Exercise prompt:
Write out all of the entries exactly as given.
· · · · · · ·
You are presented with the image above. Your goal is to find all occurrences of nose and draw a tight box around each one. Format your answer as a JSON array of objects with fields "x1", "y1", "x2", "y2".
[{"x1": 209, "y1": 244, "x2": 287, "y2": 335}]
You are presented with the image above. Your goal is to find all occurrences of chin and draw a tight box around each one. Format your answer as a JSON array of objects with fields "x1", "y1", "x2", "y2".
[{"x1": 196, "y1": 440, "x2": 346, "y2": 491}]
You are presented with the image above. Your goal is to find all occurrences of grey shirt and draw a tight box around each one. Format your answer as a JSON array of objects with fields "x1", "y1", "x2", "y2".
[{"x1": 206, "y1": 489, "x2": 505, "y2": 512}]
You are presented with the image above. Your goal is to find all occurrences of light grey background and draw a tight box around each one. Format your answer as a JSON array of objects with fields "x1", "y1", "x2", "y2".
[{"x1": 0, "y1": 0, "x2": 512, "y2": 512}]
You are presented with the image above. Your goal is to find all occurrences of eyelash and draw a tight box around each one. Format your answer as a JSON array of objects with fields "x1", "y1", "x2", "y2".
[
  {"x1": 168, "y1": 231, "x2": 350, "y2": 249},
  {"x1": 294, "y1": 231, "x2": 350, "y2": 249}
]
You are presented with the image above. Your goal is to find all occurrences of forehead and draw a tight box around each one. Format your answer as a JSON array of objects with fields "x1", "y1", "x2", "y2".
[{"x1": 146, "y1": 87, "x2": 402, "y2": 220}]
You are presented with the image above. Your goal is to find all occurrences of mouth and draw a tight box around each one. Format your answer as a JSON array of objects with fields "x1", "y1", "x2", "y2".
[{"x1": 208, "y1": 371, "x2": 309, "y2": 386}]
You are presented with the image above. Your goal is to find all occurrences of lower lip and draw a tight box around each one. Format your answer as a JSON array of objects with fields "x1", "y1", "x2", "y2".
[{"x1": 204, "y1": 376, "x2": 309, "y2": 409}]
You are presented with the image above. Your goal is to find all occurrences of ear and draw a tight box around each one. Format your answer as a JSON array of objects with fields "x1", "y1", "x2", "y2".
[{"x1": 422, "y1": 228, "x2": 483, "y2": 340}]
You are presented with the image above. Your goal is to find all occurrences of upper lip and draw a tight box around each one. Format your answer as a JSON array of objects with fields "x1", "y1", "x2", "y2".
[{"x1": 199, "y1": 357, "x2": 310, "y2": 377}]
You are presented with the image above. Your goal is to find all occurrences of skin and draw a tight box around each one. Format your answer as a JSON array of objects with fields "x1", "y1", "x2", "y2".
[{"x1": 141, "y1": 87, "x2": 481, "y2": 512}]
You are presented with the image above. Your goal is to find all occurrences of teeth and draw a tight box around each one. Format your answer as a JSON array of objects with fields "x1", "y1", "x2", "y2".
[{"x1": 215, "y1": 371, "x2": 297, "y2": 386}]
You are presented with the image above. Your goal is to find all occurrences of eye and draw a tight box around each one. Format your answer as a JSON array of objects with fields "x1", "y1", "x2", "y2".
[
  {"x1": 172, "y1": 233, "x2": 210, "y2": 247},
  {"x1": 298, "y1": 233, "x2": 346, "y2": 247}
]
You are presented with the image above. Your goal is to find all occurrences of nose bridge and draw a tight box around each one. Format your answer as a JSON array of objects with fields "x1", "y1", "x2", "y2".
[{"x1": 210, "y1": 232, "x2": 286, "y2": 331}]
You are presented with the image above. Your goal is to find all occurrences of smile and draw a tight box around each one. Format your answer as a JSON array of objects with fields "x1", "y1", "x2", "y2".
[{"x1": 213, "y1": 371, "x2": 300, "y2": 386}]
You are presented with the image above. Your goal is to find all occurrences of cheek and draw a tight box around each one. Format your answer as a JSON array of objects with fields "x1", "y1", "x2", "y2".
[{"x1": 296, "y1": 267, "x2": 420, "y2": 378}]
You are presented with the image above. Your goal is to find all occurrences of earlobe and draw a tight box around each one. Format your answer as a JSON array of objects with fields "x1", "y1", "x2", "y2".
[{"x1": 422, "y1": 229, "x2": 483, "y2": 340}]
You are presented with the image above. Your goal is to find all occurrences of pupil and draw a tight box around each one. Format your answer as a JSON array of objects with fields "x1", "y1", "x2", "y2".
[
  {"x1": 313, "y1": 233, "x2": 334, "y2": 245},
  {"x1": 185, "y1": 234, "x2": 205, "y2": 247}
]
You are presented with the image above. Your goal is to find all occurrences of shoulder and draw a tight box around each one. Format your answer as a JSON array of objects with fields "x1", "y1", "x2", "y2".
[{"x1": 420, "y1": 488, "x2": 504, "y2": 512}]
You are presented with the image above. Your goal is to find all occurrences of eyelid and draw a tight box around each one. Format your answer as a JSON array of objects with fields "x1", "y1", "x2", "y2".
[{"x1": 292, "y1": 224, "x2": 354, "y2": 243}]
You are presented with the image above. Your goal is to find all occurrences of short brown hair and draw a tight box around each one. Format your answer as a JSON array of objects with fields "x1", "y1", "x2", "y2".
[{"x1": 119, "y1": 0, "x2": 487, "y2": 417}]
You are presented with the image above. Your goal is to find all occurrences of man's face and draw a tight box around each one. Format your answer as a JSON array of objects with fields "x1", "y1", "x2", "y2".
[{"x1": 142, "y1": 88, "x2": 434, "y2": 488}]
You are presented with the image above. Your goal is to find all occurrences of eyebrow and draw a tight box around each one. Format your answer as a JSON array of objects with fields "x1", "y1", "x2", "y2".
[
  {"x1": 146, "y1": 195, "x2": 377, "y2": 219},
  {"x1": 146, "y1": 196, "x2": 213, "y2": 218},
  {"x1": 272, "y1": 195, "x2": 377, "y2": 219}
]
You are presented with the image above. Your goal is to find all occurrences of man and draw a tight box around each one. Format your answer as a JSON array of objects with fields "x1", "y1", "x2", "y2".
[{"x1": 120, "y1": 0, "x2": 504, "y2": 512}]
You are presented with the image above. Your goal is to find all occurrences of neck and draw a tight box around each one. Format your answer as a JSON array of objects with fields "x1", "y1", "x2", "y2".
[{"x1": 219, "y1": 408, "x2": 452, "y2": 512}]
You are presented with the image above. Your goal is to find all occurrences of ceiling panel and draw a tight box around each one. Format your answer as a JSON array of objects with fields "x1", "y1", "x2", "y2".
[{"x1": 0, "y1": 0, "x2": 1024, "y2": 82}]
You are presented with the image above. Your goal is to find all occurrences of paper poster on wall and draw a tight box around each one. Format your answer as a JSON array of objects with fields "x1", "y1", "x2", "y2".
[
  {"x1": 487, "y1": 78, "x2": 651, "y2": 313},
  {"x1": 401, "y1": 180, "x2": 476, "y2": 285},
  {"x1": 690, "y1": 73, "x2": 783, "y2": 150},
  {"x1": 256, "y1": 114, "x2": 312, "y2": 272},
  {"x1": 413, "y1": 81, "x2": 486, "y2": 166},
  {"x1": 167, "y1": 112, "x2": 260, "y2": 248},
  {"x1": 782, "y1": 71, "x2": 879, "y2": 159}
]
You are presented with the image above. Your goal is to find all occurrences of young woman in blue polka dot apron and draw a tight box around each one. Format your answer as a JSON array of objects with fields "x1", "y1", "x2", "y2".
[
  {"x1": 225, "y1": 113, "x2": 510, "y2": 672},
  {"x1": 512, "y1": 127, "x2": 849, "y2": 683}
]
· · · · · · ·
Answer to this exercise:
You are presented with the image above. Your goal is to find all occurrences of nose and draw a tight box around each one. Format your answer as a JSON array of objects with fields "x1", "y1", "x2", "y2".
[{"x1": 209, "y1": 244, "x2": 287, "y2": 335}]
You are presented with the image above. Your goal is to find all occurrences of chin and draw a tight box around each one. Format your answer as a JSON array of objects with fields "x1", "y1", "x2", "y2".
[{"x1": 196, "y1": 440, "x2": 346, "y2": 491}]
You are presented with the image above. Your goal is to find all occurrences of grey shirt and draw a tight box around each one. Format your answer as a JSON array of objects with fields "x1", "y1", "x2", "y2".
[{"x1": 206, "y1": 489, "x2": 505, "y2": 512}]
You are presented with the image above. Your goal is to find all occurrences of light grey background and draw a tight box around each one. Format your answer as a JSON array of objects with fields "x1", "y1", "x2", "y2".
[{"x1": 0, "y1": 0, "x2": 512, "y2": 512}]
You are presented with the image above. Your goal is to find all occurrences of eyelash and draw a tight box around each one. Format your answer as a JSON array of objects with fields "x1", "y1", "x2", "y2".
[
  {"x1": 168, "y1": 231, "x2": 350, "y2": 249},
  {"x1": 294, "y1": 231, "x2": 350, "y2": 249}
]
You are presented with the image above. Your goal is to find all occurrences of forehead and draw a tight box around each one. Format your answer as a JSON array of objects with fields "x1", "y1", "x2", "y2".
[{"x1": 146, "y1": 87, "x2": 402, "y2": 220}]
You are presented with the image above. Your goal is to find all occurrences of mouth and draw a tight box around each one. Format your answer as a JSON array of objects with fields "x1", "y1", "x2", "y2".
[{"x1": 208, "y1": 371, "x2": 309, "y2": 386}]
You are presented with the image above. Your goal is to find all occurrences of lower lip and draw a tight box around each one. Format your answer as a JSON array of objects with fields "x1", "y1", "x2", "y2".
[{"x1": 204, "y1": 376, "x2": 309, "y2": 409}]
You are presented with the image above. Your goal is to find all occurrences of ear and draw a tight box around each one. Format your answer as a JSON array of objects with fields "x1", "y1", "x2", "y2".
[{"x1": 422, "y1": 228, "x2": 483, "y2": 340}]
You are presented with the image above. Your goal is to find all occurrences of upper lip and draw a tight box around each one. Format your answer as a JSON array of objects with fields "x1", "y1", "x2", "y2".
[{"x1": 199, "y1": 357, "x2": 310, "y2": 377}]
You are presented with the image above. Your goal is to find all occurrences of skin and draw a tight box around each one. Format your answer as a JSON array of objects with fields "x1", "y1", "x2", "y2".
[{"x1": 141, "y1": 87, "x2": 481, "y2": 512}]
You are presented with the image above. Your goal is to find all occurrences of teeth and draw a tight box around each one. Format your answer as a JSON array of objects with fields "x1", "y1", "x2", "y2".
[{"x1": 215, "y1": 371, "x2": 297, "y2": 386}]
You are presented with the image above. Your goal is to find all occurrences of eye and draw a tight box around each one. Format your answer as a JSON array of objects with fields "x1", "y1", "x2", "y2".
[
  {"x1": 172, "y1": 233, "x2": 210, "y2": 247},
  {"x1": 298, "y1": 233, "x2": 346, "y2": 247}
]
You are presented with the image above. Your goal is to find all occurrences of nose bridge and draw a tight box around each one. Format your answer as a JSON array of objects with fields "x1", "y1", "x2", "y2".
[{"x1": 210, "y1": 232, "x2": 286, "y2": 331}]
You are presented with the image above. Your goal is to find all occurrences of smile and draw a tight box around each one. Format your answer as a JSON array of objects with fields "x1", "y1", "x2", "y2".
[{"x1": 213, "y1": 371, "x2": 300, "y2": 386}]
You are presented with the image above. Your goal is to find all occurrences of cheek and draw a tight box around each one. Format your answer as a JSON array of objects with fields "x1", "y1", "x2", "y2".
[{"x1": 296, "y1": 267, "x2": 420, "y2": 378}]
You are presented with the image above. Your goal is to find all occurrences of earlobe and draw a tight box around each one. Format your answer as a JSON array of objects with fields "x1", "y1", "x2", "y2".
[{"x1": 422, "y1": 229, "x2": 483, "y2": 340}]
You are presented with the image above. Your goal is to find all occurrences of pupil and draw a tight box around each one. Format your answer as a JSON array of objects with fields "x1", "y1", "x2", "y2".
[
  {"x1": 313, "y1": 233, "x2": 334, "y2": 245},
  {"x1": 185, "y1": 234, "x2": 205, "y2": 247}
]
You are presented with the image above. Your goal is to find all occurrences of shoulder and draw a tight box around each one. Format your answer as a JSON array of objects with fields "x1", "y1", "x2", "y2".
[{"x1": 420, "y1": 488, "x2": 504, "y2": 512}]
You are presented with the image above. Your goal is to find all occurrences of eyelid and draw a tight box around each one. Format your answer as a JSON array of objects with fields "x1", "y1", "x2", "y2".
[{"x1": 292, "y1": 224, "x2": 354, "y2": 243}]
You are presented with the image above. Your goal is to find all occurrences of short brown hair and draw a tight box around each one. Format your answer as a JSON array of objects with fields "x1", "y1", "x2", "y2".
[{"x1": 119, "y1": 0, "x2": 487, "y2": 417}]
You are presented with the image above. Your goal is to find all occurrences of man's face and draw a tight box around each one. Format your answer as a JSON array of objects with fields "x1", "y1", "x2", "y2".
[{"x1": 142, "y1": 88, "x2": 434, "y2": 488}]
You are presented with the image above. Your goal is to find all occurrences of eyebrow and draw a tight box around each one. Format your answer as a JSON array of objects with fields "x1", "y1", "x2", "y2".
[
  {"x1": 146, "y1": 195, "x2": 377, "y2": 219},
  {"x1": 146, "y1": 196, "x2": 213, "y2": 218},
  {"x1": 272, "y1": 195, "x2": 377, "y2": 219}
]
You are presented with the image above. Your goal is to find all occurrences of man and draw a tight box around each one. Format your answer as a JSON array of objects with fields "x1", "y1", "x2", "y2".
[{"x1": 120, "y1": 0, "x2": 504, "y2": 512}]
You are presented with the image above. Your goal is to find all occurrences of neck and draw a tight box around each one. Format your answer as a JSON array of objects with fields "x1", "y1", "x2", "y2".
[{"x1": 219, "y1": 408, "x2": 452, "y2": 512}]
You are presented with the image above. Your goal is to find all occurrences of ceiling panel and draw a tight box around each one. Format your answer as a JSON array of objects with fields "x1", "y1", "x2", "y2".
[{"x1": 0, "y1": 0, "x2": 1024, "y2": 82}]
You are presented with the image above. Your goal is to find all occurrences of paper poster on wall and draw a tight box around each one. Format your answer as a JSON array of objects with fields "x1", "y1", "x2", "y2".
[
  {"x1": 487, "y1": 78, "x2": 651, "y2": 313},
  {"x1": 401, "y1": 180, "x2": 476, "y2": 285},
  {"x1": 690, "y1": 73, "x2": 783, "y2": 150},
  {"x1": 256, "y1": 114, "x2": 312, "y2": 272},
  {"x1": 413, "y1": 81, "x2": 486, "y2": 166},
  {"x1": 167, "y1": 112, "x2": 260, "y2": 248},
  {"x1": 782, "y1": 71, "x2": 879, "y2": 159}
]
You are presented with the image above. Your goal is to find all occurrences of young woman in blue polka dot apron and draw a tight box around each one. Format your answer as a JSON array of objects with fields "x1", "y1", "x2", "y2".
[
  {"x1": 225, "y1": 113, "x2": 510, "y2": 672},
  {"x1": 512, "y1": 127, "x2": 849, "y2": 683}
]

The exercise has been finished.